■ GIVEN PROBLEM: Begin at the line that contains "Aerial survey: pinpoint the asphalt" and stop after the last line of the records. Rewrite only those lines, requests included, multiplying each coordinate in the answers by 1.75 and rounding to whole numbers, halves up.

■ SUPPLIED MATERIAL:
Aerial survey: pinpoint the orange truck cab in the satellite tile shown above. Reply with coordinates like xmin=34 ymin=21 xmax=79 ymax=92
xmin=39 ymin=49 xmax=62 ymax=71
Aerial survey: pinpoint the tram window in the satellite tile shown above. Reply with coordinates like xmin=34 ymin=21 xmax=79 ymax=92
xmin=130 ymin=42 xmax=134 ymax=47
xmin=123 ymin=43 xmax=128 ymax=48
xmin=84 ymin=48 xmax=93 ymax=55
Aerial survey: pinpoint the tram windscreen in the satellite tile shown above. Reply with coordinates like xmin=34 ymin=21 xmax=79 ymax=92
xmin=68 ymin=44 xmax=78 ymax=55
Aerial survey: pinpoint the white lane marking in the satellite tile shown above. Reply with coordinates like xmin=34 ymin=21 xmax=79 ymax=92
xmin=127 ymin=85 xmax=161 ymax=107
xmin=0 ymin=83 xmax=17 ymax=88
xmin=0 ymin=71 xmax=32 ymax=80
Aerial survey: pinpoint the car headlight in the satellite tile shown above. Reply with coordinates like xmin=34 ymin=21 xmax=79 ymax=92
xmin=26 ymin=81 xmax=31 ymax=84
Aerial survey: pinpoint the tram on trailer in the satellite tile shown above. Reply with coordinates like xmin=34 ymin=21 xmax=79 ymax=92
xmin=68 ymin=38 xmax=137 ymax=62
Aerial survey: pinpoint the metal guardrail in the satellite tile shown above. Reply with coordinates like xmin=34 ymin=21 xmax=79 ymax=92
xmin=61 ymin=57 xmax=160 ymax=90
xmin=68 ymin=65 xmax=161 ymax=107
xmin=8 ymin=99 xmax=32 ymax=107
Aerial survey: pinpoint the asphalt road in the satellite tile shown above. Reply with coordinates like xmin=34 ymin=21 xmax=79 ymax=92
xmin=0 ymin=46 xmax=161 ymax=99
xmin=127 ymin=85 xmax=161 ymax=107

■ OUTPUT FOR THIS EXERCISE:
Aerial survey: pinpoint the asphalt road in the satellite tile shown above. Reply with coordinates like xmin=34 ymin=21 xmax=79 ymax=92
xmin=0 ymin=81 xmax=282 ymax=173
xmin=222 ymin=149 xmax=282 ymax=187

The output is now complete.